Task material:

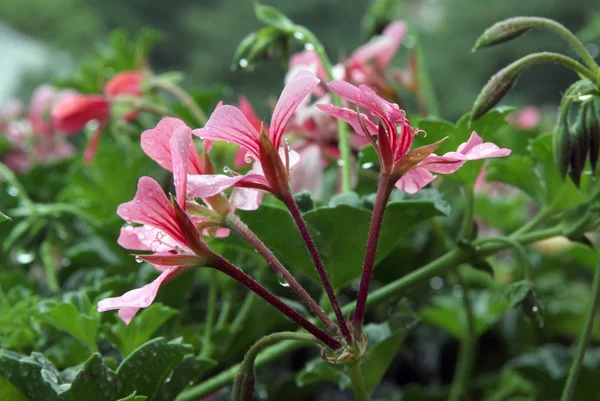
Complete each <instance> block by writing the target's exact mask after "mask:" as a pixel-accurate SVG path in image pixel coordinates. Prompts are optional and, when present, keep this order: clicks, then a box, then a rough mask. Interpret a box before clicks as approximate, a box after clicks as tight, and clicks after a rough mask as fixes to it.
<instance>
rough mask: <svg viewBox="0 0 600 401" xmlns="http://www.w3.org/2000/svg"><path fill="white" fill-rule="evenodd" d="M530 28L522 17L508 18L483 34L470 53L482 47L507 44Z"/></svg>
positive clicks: (473, 46) (521, 34)
mask: <svg viewBox="0 0 600 401" xmlns="http://www.w3.org/2000/svg"><path fill="white" fill-rule="evenodd" d="M530 28H531V27H530V26H529V24H528V23H527V19H526V18H523V17H516V18H509V19H506V20H504V21H500V22H497V23H495V24H494V25H492V26H491V27H489V28H488V29H486V30H485V32H483V34H482V35H481V36H480V37H479V38H478V39H477V41H476V42H475V46H473V50H472V51H476V50H478V49H480V48H482V47H487V46H493V45H497V44H499V43H504V42H508V41H509V40H511V39H514V38H516V37H518V36H521V35H522V34H524V33H525V32H527V31H528V30H529V29H530Z"/></svg>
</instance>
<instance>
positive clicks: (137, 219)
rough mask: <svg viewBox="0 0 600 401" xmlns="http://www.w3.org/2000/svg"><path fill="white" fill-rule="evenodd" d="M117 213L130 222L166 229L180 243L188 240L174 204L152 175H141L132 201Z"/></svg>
mask: <svg viewBox="0 0 600 401" xmlns="http://www.w3.org/2000/svg"><path fill="white" fill-rule="evenodd" d="M117 214H118V215H119V216H120V217H121V218H122V219H124V220H125V221H127V222H128V223H131V222H135V223H139V224H147V225H149V226H151V227H154V228H158V229H159V230H161V231H164V232H165V233H166V234H168V235H169V236H170V237H171V238H173V239H174V240H175V241H177V242H178V243H179V244H181V245H184V246H186V241H185V239H184V238H183V234H182V233H181V230H180V229H179V226H178V224H177V221H176V219H175V211H174V210H173V206H172V205H171V203H170V202H169V200H168V199H167V196H166V195H165V193H164V192H163V190H162V188H161V186H160V185H159V184H158V183H157V182H156V181H154V180H153V179H152V178H150V177H141V178H140V180H139V181H138V187H137V192H136V194H135V197H134V198H133V200H132V201H130V202H127V203H123V204H121V205H119V207H118V208H117Z"/></svg>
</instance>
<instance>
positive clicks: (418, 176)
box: [396, 167, 435, 194]
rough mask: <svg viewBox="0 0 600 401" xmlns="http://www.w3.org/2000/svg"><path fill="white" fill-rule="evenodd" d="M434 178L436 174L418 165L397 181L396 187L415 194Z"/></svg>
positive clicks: (403, 191)
mask: <svg viewBox="0 0 600 401" xmlns="http://www.w3.org/2000/svg"><path fill="white" fill-rule="evenodd" d="M434 178H435V176H434V175H433V174H431V173H430V172H429V171H428V170H427V169H425V168H421V167H417V168H414V169H412V170H410V171H408V172H407V173H406V174H404V175H403V176H402V178H400V179H399V180H398V182H397V183H396V188H398V189H399V190H400V191H402V192H406V193H407V194H414V193H416V192H418V191H419V190H420V189H421V188H423V187H424V186H425V185H427V184H429V183H430V182H431V181H433V179H434Z"/></svg>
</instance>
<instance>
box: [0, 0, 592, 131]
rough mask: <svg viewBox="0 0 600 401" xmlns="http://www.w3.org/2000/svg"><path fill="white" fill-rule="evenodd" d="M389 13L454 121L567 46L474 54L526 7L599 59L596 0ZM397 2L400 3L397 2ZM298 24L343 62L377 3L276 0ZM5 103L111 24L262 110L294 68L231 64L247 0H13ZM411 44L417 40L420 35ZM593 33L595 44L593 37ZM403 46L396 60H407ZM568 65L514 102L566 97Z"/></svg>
mask: <svg viewBox="0 0 600 401" xmlns="http://www.w3.org/2000/svg"><path fill="white" fill-rule="evenodd" d="M387 3H390V4H392V3H394V7H392V8H391V10H392V11H391V12H390V13H389V14H388V15H387V17H389V18H390V19H394V18H402V19H404V20H406V21H407V22H408V23H409V24H411V26H412V28H413V30H412V32H411V33H412V35H415V34H416V35H415V37H417V36H418V42H419V43H421V45H422V49H423V51H424V56H425V60H426V62H427V64H428V69H429V71H430V73H431V77H432V83H433V87H434V90H435V93H436V95H437V98H438V102H439V105H440V114H441V116H442V117H444V118H448V119H454V118H456V117H457V116H459V115H461V114H463V113H464V112H466V111H468V110H469V109H470V107H471V104H472V102H473V100H474V99H475V97H476V95H477V93H478V91H479V90H480V89H481V87H482V86H483V85H484V84H485V82H486V80H487V79H488V78H489V77H490V76H491V75H492V74H493V73H494V72H495V71H497V70H498V69H499V68H501V67H503V66H505V65H506V64H507V63H509V62H511V61H513V60H515V59H516V58H518V57H521V56H524V55H526V54H527V53H530V52H534V51H539V50H552V51H561V52H567V53H568V51H569V50H568V48H567V46H566V45H565V44H564V43H563V42H562V41H560V40H558V39H557V37H555V36H553V35H552V34H549V33H541V32H533V33H529V34H527V35H525V37H522V38H519V39H517V40H515V41H514V42H511V43H508V44H504V45H502V46H499V47H495V48H492V49H484V50H482V51H479V52H477V53H471V51H470V49H471V47H472V45H473V43H474V42H475V40H476V38H477V37H478V36H479V35H480V34H481V33H482V32H483V30H484V29H485V28H486V27H488V26H489V25H491V24H493V23H494V22H496V21H498V20H501V19H504V18H507V17H511V16H516V15H535V16H545V17H550V18H553V19H556V20H557V21H560V22H561V23H563V24H564V25H566V26H567V27H568V28H570V29H571V30H572V31H574V32H575V33H577V34H578V35H580V37H581V38H582V39H583V40H584V41H585V42H586V44H587V46H588V47H589V49H590V52H591V53H592V54H593V55H594V56H595V57H597V55H598V53H599V45H598V42H599V41H598V39H599V38H600V18H599V17H598V12H600V2H599V1H598V0H574V1H565V0H526V1H523V0H506V1H481V0H406V1H394V0H388V1H387ZM395 3H397V4H395ZM270 4H272V5H274V6H276V7H278V8H280V9H281V10H282V11H283V12H284V13H286V14H287V15H288V16H289V17H290V18H292V19H293V20H294V21H296V22H298V23H301V24H304V25H306V26H308V27H309V28H310V29H312V30H313V31H314V32H315V33H316V34H317V35H318V36H319V37H320V38H321V40H322V41H323V43H324V44H325V46H326V48H327V50H328V51H329V53H330V55H331V56H332V58H333V59H337V57H338V56H340V55H341V56H343V55H349V54H350V53H351V52H352V51H353V50H354V49H355V48H356V47H357V46H358V45H359V44H361V43H363V42H364V41H365V40H366V39H367V37H366V34H365V30H364V29H363V28H364V24H362V20H363V16H364V15H365V11H366V10H367V9H368V7H369V6H370V5H371V4H372V3H371V2H369V1H359V0H303V1H287V0H286V1H277V2H275V1H272V2H270ZM0 10H1V12H0V51H1V52H2V57H0V100H6V99H7V98H8V97H10V96H20V97H22V98H24V99H27V98H28V96H29V94H30V93H31V90H32V88H33V87H34V86H35V85H37V84H38V83H40V82H42V81H44V80H46V79H47V78H48V77H53V76H55V75H56V74H57V73H58V74H59V75H60V74H67V73H68V72H69V71H70V69H71V68H73V67H74V66H75V65H76V64H77V61H78V60H80V59H81V58H82V57H84V56H85V55H86V54H89V52H90V51H91V49H94V48H95V47H96V46H98V45H99V44H100V43H103V42H104V41H105V39H106V37H107V35H108V33H109V32H110V31H111V30H113V29H115V28H124V29H125V30H126V31H128V32H129V33H130V34H132V35H133V34H135V33H137V32H138V31H139V30H140V29H141V28H143V27H153V28H156V29H158V30H160V31H163V32H164V33H165V41H164V42H162V43H161V44H160V45H159V46H158V47H157V48H156V49H155V51H154V52H153V53H152V57H151V66H152V68H153V69H154V70H155V71H157V72H162V71H168V70H178V71H183V72H185V73H186V83H185V84H186V86H189V87H190V88H191V87H196V86H211V85H213V84H215V83H225V84H227V85H228V86H229V87H230V88H232V89H231V91H229V92H228V96H229V97H230V99H229V100H230V101H231V100H233V99H235V97H237V95H239V94H242V93H243V94H246V95H247V96H248V97H249V98H250V100H251V101H253V102H254V103H256V104H257V107H258V109H259V110H260V111H262V113H264V111H265V110H266V106H267V101H266V96H267V95H274V94H277V93H278V92H279V91H280V90H281V86H282V80H283V76H284V74H285V71H284V70H283V68H282V65H281V62H280V61H279V60H273V61H272V62H267V63H265V64H263V65H261V66H260V67H259V68H257V69H256V70H254V71H251V72H249V71H237V72H233V71H231V69H230V63H231V58H232V55H233V52H234V50H235V48H236V46H237V44H238V43H239V42H240V40H241V39H242V38H243V37H244V36H245V35H246V34H248V33H249V32H251V31H253V30H255V29H257V28H259V27H260V23H259V22H258V21H257V20H256V18H255V17H254V13H253V9H252V2H251V1H248V0H221V1H217V0H204V1H198V0H195V1H192V0H171V1H159V0H127V1H123V0H3V1H2V6H0ZM412 39H413V38H410V39H409V40H407V41H405V43H409V44H410V42H411V41H412V42H414V40H412ZM594 42H595V43H594ZM407 54H408V49H407V48H403V49H401V51H400V55H399V57H398V59H397V60H396V64H397V65H399V66H401V65H402V64H403V62H404V61H403V57H406V55H407ZM571 74H572V73H571V72H569V71H567V70H564V69H563V68H562V67H559V66H552V65H549V66H541V67H536V68H534V69H532V70H530V71H528V72H527V73H526V74H524V76H523V77H521V79H520V82H519V83H518V85H517V87H516V90H515V91H513V92H512V93H511V95H510V96H509V97H508V98H507V100H505V102H506V103H511V104H515V105H525V104H529V103H533V104H536V105H539V106H543V105H545V104H556V103H557V102H558V101H559V99H560V92H561V91H562V90H564V89H565V88H566V86H567V85H568V83H569V82H571V81H572V80H573V78H574V77H573V76H571Z"/></svg>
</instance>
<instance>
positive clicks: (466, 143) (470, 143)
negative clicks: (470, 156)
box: [456, 131, 483, 155]
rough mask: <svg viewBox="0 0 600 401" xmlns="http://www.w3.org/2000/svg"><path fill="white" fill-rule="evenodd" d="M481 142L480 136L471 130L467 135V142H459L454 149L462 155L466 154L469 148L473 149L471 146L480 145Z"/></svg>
mask: <svg viewBox="0 0 600 401" xmlns="http://www.w3.org/2000/svg"><path fill="white" fill-rule="evenodd" d="M482 143H483V139H481V137H480V136H479V135H477V132H475V131H473V132H472V133H471V136H470V137H469V140H468V141H467V142H464V143H461V144H460V145H459V146H458V149H456V151H457V152H458V153H462V154H463V155H466V154H467V153H469V152H470V151H471V149H473V147H475V146H477V145H480V144H482Z"/></svg>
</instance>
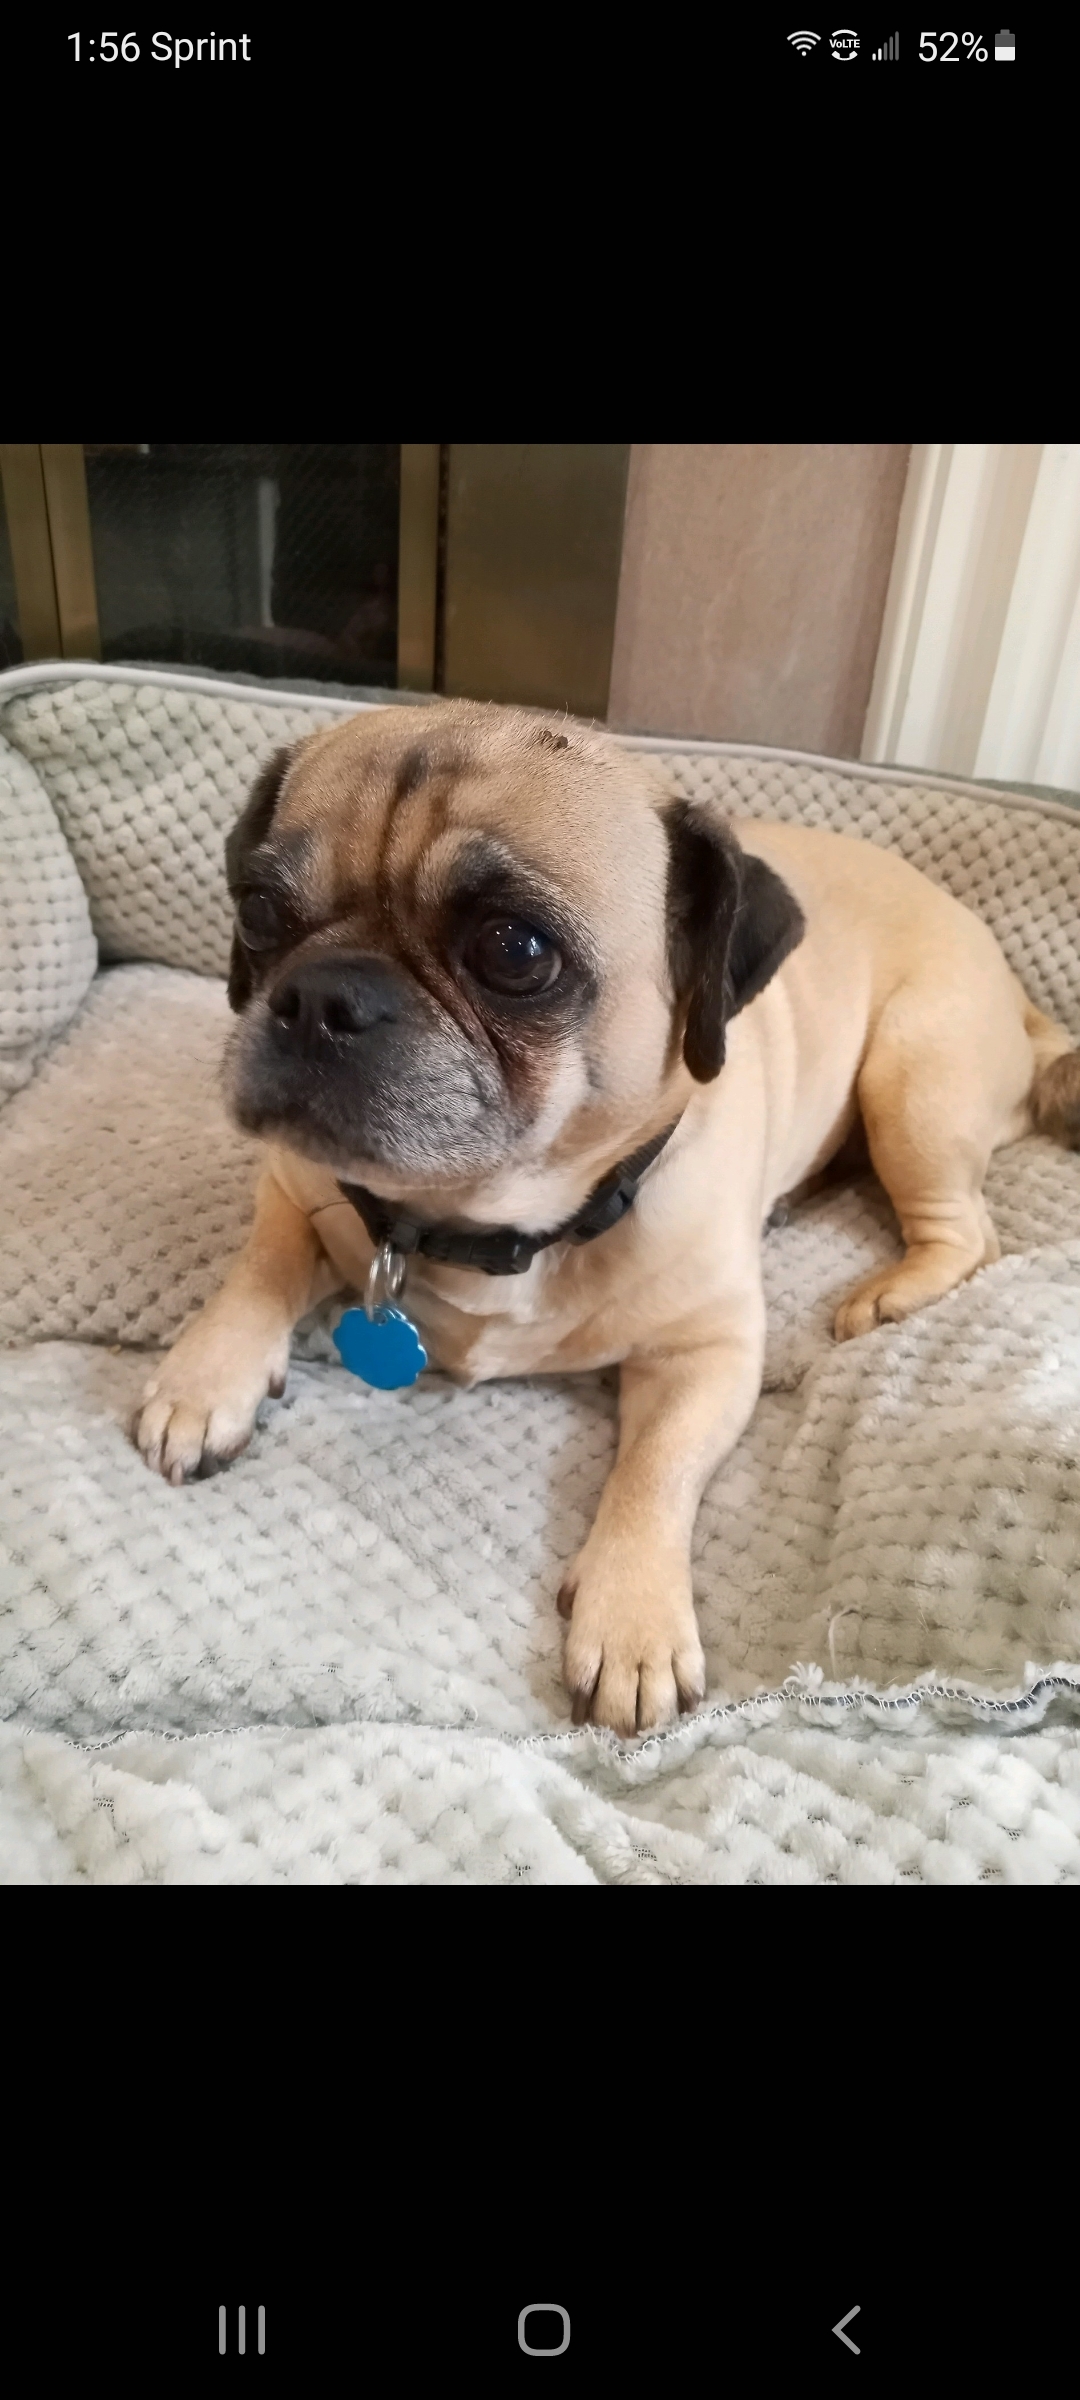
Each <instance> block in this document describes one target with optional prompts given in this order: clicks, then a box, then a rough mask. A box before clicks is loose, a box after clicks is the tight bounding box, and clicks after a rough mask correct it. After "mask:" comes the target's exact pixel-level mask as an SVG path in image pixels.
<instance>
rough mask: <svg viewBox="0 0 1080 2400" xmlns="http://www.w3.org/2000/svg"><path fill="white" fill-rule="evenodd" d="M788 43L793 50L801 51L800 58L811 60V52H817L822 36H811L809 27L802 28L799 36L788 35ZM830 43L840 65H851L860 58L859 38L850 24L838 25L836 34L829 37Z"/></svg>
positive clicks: (793, 34) (810, 29) (835, 33)
mask: <svg viewBox="0 0 1080 2400" xmlns="http://www.w3.org/2000/svg"><path fill="white" fill-rule="evenodd" d="M787 41H790V43H792V50H799V58H809V55H811V50H816V46H818V41H821V34H811V29H809V26H802V29H799V31H797V34H787ZM828 43H830V50H833V58H835V60H840V65H850V62H852V60H857V58H859V36H857V31H854V26H850V24H838V29H835V34H830V36H828Z"/></svg>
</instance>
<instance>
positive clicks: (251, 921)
mask: <svg viewBox="0 0 1080 2400" xmlns="http://www.w3.org/2000/svg"><path fill="white" fill-rule="evenodd" d="M235 924H238V934H240V941H242V946H245V950H274V943H276V941H281V922H278V912H276V907H274V900H266V893H245V898H242V900H240V907H238V912H235Z"/></svg>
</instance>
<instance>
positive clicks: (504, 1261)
mask: <svg viewBox="0 0 1080 2400" xmlns="http://www.w3.org/2000/svg"><path fill="white" fill-rule="evenodd" d="M674 1123H677V1121H674ZM672 1133H674V1126H667V1130H665V1133H655V1135H653V1140H650V1142H643V1145H641V1150H634V1152H631V1157H629V1159H619V1166H612V1171H610V1176H605V1181H602V1183H598V1186H595V1190H593V1193H590V1195H588V1200H586V1205H583V1207H578V1212H576V1217H566V1224H559V1226H554V1234H518V1231H516V1226H511V1224H504V1226H490V1229H485V1231H482V1234H451V1229H449V1226H444V1224H422V1222H420V1219H418V1217H408V1214H406V1212H403V1210H396V1207H394V1202H389V1200H379V1195H377V1193H370V1190H367V1188H365V1186H362V1183H341V1186H338V1190H343V1193H346V1200H350V1202H353V1207H355V1212H358V1217H362V1222H365V1226H367V1231H370V1236H372V1241H374V1246H377V1248H382V1243H384V1241H389V1246H391V1248H394V1250H401V1255H403V1258H413V1250H418V1253H420V1258H437V1260H439V1262H442V1265H444V1267H478V1270H480V1274H528V1270H530V1265H533V1258H535V1253H538V1250H550V1248H552V1241H595V1238H598V1234H610V1229H612V1224H619V1217H624V1214H626V1210H629V1207H634V1200H636V1198H638V1183H641V1176H643V1174H646V1169H648V1166H653V1159H658V1157H660V1152H662V1147H665V1142H670V1140H672Z"/></svg>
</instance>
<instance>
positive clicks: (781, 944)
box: [665, 799, 806, 1082]
mask: <svg viewBox="0 0 1080 2400" xmlns="http://www.w3.org/2000/svg"><path fill="white" fill-rule="evenodd" d="M665 830H667V847H670V862H667V958H670V967H672V984H674V996H677V1001H679V1006H682V1008H684V1010H686V1015H684V1034H682V1056H684V1058H686V1066H689V1070H691V1075H694V1078H696V1082H713V1078H715V1075H720V1068H722V1063H725V1030H727V1025H730V1020H732V1018H737V1015H739V1008H746V1006H749V1001H756V996H758V991H763V989H766V984H768V982H773V974H775V970H778V967H782V962H785V958H787V955H790V950H794V948H797V943H799V941H802V936H804V931H806V919H804V914H802V907H799V902H797V900H794V895H792V893H790V890H787V883H782V881H780V876H778V874H773V869H770V866H766V862H763V859H751V857H749V854H746V852H744V850H742V847H739V842H737V840H734V833H732V830H730V826H725V823H722V821H720V818H713V816H710V814H706V809H694V806H689V804H686V802H682V799H679V802H674V806H670V809H667V811H665Z"/></svg>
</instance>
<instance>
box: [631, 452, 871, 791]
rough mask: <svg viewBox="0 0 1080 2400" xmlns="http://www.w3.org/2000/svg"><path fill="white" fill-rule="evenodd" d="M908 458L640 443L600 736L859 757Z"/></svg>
mask: <svg viewBox="0 0 1080 2400" xmlns="http://www.w3.org/2000/svg"><path fill="white" fill-rule="evenodd" d="M907 454H910V444H905V442H636V444H634V449H631V466H629V490H626V530H624V550H622V576H619V610H617V624H614V658H612V694H610V706H607V722H610V725H614V727H617V730H619V732H660V734H667V732H672V734H701V737H710V739H715V742H766V744H778V746H780V749H811V751H828V754H830V756H840V758H857V756H859V739H862V727H864V718H866V703H869V691H871V677H874V660H876V650H878V634H881V617H883V610H886V588H888V569H890V562H893V542H895V523H898V516H900V499H902V487H905V473H907Z"/></svg>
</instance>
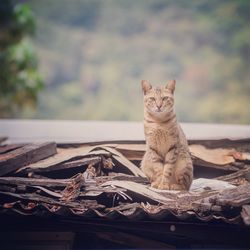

Your task: Across all the entries, count the lines that contain the string "optional", and give that number without anything else.

Finished task: 2